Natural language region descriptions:
== Segment start ==

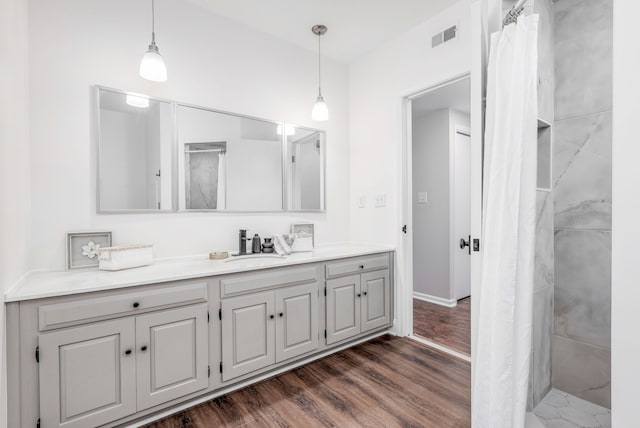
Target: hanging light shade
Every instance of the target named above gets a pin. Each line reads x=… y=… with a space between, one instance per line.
x=152 y=66
x=320 y=111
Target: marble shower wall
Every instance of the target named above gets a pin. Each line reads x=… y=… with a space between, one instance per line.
x=582 y=199
x=540 y=377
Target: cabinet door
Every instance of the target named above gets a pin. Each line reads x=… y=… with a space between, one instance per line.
x=297 y=321
x=248 y=334
x=87 y=378
x=343 y=308
x=172 y=354
x=376 y=305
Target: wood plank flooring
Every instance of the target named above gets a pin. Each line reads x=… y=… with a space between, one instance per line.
x=386 y=382
x=450 y=327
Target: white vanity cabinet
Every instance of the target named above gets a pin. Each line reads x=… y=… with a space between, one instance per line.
x=263 y=328
x=88 y=374
x=94 y=374
x=357 y=302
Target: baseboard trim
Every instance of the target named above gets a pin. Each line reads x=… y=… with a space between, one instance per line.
x=449 y=303
x=441 y=348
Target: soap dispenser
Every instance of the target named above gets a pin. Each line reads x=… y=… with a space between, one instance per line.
x=256 y=244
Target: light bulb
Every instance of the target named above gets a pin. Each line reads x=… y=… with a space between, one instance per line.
x=152 y=66
x=320 y=112
x=137 y=101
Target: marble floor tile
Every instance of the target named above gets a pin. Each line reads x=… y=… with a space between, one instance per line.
x=582 y=286
x=560 y=409
x=582 y=369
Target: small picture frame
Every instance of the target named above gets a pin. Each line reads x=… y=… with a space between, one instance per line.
x=82 y=248
x=304 y=227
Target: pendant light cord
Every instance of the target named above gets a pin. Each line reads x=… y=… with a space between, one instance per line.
x=319 y=68
x=153 y=22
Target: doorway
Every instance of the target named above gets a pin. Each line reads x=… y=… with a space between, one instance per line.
x=440 y=190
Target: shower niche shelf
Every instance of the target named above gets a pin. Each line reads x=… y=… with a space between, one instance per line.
x=543 y=180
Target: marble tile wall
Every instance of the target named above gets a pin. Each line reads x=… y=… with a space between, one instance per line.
x=582 y=198
x=540 y=374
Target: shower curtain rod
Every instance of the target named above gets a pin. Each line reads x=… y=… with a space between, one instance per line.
x=514 y=12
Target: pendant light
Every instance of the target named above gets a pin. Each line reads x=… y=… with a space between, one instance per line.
x=152 y=66
x=320 y=111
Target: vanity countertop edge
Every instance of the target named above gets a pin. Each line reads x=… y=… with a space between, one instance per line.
x=44 y=284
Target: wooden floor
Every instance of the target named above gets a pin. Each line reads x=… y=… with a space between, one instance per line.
x=387 y=382
x=450 y=327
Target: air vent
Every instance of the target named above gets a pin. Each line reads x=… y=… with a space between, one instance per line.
x=443 y=37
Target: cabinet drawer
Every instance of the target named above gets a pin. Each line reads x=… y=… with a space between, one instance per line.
x=61 y=314
x=244 y=283
x=357 y=265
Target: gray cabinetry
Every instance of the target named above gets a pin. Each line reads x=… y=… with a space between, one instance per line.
x=248 y=334
x=297 y=321
x=171 y=354
x=87 y=374
x=343 y=308
x=359 y=301
x=97 y=373
x=262 y=329
x=376 y=304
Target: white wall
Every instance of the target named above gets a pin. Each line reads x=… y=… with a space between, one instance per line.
x=14 y=161
x=377 y=82
x=625 y=292
x=212 y=62
x=431 y=240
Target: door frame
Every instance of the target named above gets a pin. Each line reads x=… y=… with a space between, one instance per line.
x=405 y=267
x=453 y=249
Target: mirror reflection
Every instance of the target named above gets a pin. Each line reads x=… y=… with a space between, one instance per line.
x=135 y=152
x=228 y=162
x=305 y=186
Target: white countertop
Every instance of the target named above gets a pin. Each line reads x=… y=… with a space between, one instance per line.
x=42 y=284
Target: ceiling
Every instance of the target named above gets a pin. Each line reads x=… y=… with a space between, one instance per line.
x=455 y=96
x=355 y=26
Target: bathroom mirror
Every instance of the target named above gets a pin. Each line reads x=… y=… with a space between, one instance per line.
x=228 y=162
x=135 y=152
x=160 y=155
x=305 y=169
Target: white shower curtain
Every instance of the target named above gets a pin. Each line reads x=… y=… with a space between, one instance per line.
x=502 y=358
x=221 y=198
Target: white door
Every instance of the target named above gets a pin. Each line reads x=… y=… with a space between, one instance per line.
x=461 y=214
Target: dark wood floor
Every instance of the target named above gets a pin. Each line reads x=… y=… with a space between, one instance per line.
x=450 y=327
x=387 y=382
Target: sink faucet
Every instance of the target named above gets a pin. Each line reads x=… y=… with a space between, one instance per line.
x=243 y=242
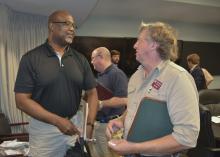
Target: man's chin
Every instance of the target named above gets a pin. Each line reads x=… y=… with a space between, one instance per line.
x=69 y=40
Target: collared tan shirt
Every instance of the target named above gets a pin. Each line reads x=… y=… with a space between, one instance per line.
x=170 y=83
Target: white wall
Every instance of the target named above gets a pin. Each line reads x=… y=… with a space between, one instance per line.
x=215 y=84
x=111 y=27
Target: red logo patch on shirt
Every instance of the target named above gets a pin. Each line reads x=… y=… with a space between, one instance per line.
x=156 y=84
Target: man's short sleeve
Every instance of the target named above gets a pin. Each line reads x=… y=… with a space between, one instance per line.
x=24 y=81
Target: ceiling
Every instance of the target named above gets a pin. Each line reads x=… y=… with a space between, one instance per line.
x=187 y=11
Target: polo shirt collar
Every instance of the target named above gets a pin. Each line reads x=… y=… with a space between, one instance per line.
x=106 y=70
x=51 y=51
x=157 y=69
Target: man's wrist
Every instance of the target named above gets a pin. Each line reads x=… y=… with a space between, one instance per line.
x=90 y=124
x=100 y=104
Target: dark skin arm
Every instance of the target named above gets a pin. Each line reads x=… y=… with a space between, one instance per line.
x=35 y=110
x=92 y=100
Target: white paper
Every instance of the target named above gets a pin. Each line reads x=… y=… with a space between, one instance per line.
x=216 y=119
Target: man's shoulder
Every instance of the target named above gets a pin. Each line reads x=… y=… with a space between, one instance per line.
x=176 y=68
x=76 y=53
x=36 y=50
x=115 y=70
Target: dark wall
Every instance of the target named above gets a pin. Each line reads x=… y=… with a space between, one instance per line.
x=209 y=55
x=209 y=52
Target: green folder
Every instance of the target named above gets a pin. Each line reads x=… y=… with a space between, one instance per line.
x=151 y=121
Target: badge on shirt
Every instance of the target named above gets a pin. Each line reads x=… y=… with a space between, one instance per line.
x=156 y=84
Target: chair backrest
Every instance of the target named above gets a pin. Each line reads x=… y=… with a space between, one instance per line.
x=209 y=96
x=4 y=125
x=206 y=137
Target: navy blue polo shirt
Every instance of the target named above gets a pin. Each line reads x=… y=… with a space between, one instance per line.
x=55 y=86
x=116 y=81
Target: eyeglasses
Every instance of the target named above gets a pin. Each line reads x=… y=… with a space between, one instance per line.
x=92 y=58
x=66 y=23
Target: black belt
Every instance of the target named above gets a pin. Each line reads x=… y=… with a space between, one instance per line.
x=107 y=119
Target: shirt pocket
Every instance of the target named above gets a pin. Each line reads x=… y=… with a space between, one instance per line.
x=131 y=89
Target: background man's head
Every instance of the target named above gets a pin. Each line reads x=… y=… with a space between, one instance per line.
x=164 y=37
x=115 y=55
x=193 y=59
x=61 y=27
x=101 y=59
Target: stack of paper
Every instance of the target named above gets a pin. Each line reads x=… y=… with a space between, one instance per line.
x=216 y=119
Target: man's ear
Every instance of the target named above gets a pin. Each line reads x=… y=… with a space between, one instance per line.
x=51 y=27
x=154 y=45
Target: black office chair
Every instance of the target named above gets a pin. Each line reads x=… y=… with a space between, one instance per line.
x=209 y=96
x=206 y=145
x=6 y=130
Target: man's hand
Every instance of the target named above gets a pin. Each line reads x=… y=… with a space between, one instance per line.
x=122 y=147
x=89 y=131
x=67 y=127
x=113 y=126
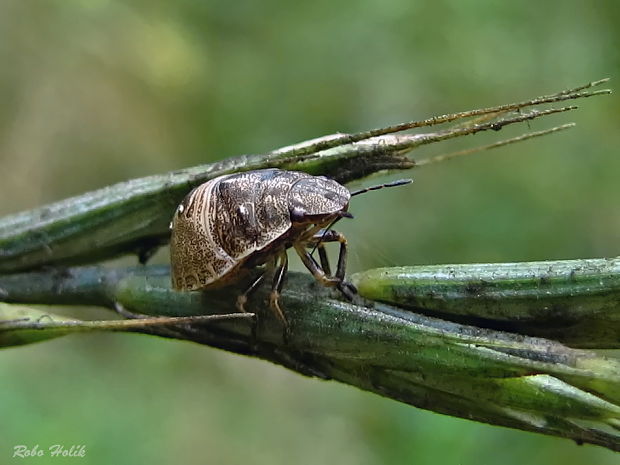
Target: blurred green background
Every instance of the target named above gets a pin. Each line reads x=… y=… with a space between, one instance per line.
x=98 y=91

== Segment end ==

Please give an exact copy of the entries above, from the line with "Target: navy blue polo shirt" down to the line with "Target: man's hand", inclusive, and nothing else.

→ **Response box**
Target: navy blue polo shirt
Every instance of the target named above gets a pin. Each line reads x=… y=… with a space between, one instance per line.
x=55 y=86
x=116 y=81
Target: eyeglasses
Every instance of the target named above gets a pin. Each line reads x=… y=… with a space between, one instance per line.
x=92 y=58
x=66 y=23
Target: black belt
Every instance of the target named above gets a pin. Each line reads x=… y=… with a space between, one instance per line.
x=107 y=119
Target: shirt pocket
Every instance of the target named above gets a pin. Each line reads x=… y=… with a space between, one instance per line.
x=131 y=89
Target: background man's head
Every instance of the target named above gets a pin. Each line reads x=… y=… with a space between, one instance per line.
x=164 y=37
x=115 y=55
x=193 y=59
x=61 y=27
x=101 y=59
Target: stack of paper
Every instance of the target named above gets a pin. Each line reads x=… y=… with a space between, one instance per line.
x=216 y=119
Target: man's ear
Every instance of the target named above gets a pin. Each line reads x=… y=… with a space between, one instance per line.
x=51 y=27
x=154 y=45
Target: black office chair
Every instance of the target named above gets a pin. Each line reads x=… y=… with a space between, one instance per line.
x=209 y=96
x=206 y=145
x=6 y=130
Target: man's hand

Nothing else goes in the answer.